练习题目
原样返回下面材料中从含有“# draw the outline of every instance of the blue”的那一行一直到含有“574), (550, 574)]”的那一行，首尾两行都包括在内。

掩码标注示例:
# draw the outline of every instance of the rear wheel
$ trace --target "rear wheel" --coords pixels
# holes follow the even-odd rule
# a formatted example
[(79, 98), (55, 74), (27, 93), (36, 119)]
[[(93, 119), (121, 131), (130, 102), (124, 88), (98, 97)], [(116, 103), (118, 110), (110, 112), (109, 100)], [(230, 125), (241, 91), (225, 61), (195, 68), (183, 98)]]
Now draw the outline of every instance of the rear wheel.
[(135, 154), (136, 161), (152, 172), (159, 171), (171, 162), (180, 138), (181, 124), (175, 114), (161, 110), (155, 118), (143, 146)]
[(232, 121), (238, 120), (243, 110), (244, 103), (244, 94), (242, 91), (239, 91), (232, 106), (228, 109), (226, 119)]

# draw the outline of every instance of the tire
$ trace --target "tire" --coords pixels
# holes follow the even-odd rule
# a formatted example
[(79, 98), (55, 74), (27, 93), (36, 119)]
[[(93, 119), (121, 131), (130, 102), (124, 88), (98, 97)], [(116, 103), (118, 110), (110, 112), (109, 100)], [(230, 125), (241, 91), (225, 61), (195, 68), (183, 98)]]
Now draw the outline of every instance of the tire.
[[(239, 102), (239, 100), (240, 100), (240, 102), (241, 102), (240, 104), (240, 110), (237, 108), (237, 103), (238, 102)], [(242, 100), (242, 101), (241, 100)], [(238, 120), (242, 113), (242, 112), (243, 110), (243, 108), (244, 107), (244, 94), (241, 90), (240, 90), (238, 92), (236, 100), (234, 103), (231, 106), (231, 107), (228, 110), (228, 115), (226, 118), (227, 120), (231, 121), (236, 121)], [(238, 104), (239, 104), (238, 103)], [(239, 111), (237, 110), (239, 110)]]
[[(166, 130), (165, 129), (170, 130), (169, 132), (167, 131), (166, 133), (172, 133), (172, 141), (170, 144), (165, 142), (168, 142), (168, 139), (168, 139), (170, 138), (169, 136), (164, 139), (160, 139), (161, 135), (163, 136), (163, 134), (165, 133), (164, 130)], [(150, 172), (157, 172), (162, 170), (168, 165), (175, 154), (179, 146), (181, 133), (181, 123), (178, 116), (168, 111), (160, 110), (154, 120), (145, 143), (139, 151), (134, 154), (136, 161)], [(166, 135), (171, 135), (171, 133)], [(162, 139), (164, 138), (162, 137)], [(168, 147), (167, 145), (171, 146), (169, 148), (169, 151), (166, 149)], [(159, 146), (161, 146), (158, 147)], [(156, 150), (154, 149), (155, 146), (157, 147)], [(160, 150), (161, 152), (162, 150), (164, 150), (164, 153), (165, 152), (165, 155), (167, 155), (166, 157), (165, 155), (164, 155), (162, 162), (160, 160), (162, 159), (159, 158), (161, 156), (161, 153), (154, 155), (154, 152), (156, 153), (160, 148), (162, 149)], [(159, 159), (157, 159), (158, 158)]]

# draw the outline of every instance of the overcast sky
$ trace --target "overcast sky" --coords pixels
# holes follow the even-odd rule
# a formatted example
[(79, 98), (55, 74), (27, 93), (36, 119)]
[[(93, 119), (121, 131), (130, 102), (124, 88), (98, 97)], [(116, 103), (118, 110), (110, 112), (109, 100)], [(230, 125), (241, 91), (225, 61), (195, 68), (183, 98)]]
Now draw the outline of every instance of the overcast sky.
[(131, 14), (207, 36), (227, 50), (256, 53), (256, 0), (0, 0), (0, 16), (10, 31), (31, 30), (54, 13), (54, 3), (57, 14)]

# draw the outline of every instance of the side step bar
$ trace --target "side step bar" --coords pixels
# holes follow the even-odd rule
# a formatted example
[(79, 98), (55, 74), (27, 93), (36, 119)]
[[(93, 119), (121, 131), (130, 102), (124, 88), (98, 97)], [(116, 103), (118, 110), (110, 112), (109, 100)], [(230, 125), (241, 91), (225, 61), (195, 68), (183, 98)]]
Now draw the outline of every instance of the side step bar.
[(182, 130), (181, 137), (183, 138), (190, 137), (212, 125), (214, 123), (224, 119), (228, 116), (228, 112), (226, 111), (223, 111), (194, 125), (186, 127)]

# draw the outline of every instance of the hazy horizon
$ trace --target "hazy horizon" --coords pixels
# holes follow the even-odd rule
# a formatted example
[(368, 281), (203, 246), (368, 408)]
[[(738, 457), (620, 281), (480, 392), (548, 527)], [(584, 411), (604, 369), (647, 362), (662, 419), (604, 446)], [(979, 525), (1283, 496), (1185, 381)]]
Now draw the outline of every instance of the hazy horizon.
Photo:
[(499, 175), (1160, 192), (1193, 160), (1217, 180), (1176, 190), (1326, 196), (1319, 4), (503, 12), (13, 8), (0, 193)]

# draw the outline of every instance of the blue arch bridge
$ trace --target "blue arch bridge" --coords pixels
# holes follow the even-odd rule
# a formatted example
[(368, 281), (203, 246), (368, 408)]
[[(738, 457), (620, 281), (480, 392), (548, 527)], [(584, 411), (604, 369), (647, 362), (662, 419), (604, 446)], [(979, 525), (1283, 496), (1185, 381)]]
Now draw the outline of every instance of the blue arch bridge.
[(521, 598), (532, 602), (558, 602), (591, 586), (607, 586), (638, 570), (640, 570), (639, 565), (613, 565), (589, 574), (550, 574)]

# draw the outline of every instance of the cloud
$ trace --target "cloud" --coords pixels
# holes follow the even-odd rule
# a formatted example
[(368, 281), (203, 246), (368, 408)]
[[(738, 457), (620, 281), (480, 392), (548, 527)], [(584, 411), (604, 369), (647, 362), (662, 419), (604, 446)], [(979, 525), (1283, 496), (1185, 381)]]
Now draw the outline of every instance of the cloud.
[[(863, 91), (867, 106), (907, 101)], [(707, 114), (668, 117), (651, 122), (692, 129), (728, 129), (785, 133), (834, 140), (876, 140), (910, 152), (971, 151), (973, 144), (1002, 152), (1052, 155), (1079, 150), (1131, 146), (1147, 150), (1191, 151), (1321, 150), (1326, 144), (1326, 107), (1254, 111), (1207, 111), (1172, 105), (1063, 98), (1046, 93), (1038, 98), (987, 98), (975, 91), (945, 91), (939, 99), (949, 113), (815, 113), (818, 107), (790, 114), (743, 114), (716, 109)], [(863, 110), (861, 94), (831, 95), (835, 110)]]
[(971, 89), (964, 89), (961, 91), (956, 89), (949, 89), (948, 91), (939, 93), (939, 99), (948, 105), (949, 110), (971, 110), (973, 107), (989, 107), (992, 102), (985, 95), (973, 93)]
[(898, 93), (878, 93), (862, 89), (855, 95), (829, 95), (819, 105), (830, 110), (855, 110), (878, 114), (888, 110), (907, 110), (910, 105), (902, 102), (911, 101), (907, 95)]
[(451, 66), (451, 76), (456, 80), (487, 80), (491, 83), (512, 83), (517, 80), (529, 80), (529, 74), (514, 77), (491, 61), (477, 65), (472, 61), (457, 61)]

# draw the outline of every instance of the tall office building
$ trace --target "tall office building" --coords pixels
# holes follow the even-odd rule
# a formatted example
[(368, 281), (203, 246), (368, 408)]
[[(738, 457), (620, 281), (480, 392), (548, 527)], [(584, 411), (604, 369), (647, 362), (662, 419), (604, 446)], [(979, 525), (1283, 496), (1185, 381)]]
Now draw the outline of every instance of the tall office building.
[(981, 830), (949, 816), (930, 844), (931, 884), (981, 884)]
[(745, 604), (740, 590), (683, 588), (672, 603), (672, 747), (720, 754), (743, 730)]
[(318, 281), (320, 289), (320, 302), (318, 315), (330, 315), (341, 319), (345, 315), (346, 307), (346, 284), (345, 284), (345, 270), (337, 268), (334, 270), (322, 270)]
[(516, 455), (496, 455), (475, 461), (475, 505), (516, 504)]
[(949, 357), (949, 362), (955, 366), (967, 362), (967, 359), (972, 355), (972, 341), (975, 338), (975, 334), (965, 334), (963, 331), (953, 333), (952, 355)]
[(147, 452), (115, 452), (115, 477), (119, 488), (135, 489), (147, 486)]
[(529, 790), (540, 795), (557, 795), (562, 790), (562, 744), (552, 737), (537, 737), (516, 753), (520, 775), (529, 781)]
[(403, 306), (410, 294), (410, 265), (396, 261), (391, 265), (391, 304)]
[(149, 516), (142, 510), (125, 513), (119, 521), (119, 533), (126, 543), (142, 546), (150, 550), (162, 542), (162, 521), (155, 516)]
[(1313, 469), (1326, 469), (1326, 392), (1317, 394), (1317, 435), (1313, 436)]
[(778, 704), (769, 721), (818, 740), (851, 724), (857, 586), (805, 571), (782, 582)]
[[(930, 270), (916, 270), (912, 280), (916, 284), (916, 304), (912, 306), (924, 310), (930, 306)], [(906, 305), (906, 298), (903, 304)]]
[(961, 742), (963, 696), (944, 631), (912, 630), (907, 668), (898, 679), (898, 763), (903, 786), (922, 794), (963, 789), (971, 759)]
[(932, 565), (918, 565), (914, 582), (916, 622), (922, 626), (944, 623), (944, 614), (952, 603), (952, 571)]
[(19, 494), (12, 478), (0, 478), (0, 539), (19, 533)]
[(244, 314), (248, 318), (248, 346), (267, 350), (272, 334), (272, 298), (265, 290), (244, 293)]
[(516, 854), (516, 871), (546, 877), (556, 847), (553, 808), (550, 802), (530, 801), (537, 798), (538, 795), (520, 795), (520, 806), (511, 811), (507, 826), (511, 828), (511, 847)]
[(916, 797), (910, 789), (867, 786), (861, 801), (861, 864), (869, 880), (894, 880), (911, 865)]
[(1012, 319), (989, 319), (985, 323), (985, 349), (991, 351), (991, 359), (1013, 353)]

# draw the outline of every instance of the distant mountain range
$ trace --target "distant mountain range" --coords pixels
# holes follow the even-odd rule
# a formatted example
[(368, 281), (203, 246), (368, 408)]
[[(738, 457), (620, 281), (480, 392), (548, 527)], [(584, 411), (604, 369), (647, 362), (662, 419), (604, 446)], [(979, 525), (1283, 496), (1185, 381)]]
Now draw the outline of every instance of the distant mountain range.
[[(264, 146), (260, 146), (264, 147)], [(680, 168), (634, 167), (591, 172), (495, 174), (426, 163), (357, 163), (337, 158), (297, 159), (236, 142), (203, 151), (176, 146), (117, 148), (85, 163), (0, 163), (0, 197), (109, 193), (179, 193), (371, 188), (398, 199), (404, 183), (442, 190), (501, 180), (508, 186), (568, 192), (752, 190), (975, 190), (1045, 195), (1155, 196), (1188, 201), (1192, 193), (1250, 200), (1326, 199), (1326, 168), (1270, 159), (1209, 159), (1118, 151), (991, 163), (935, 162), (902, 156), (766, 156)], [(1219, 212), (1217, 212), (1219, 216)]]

参考答案
# draw the outline of every instance of the blue arch bridge
$ trace --target "blue arch bridge" --coords pixels
# holes follow the even-odd rule
# a formatted example
[(368, 281), (203, 246), (368, 408)]
[[(738, 457), (620, 281), (480, 392), (548, 527)], [(584, 411), (604, 369), (647, 362), (662, 419), (604, 446)], [(979, 525), (1283, 496), (1185, 381)]]
Now draw the outline of every instance of the blue arch bridge.
[(521, 598), (532, 602), (558, 602), (591, 586), (607, 586), (638, 570), (640, 570), (639, 565), (613, 565), (589, 574), (550, 574)]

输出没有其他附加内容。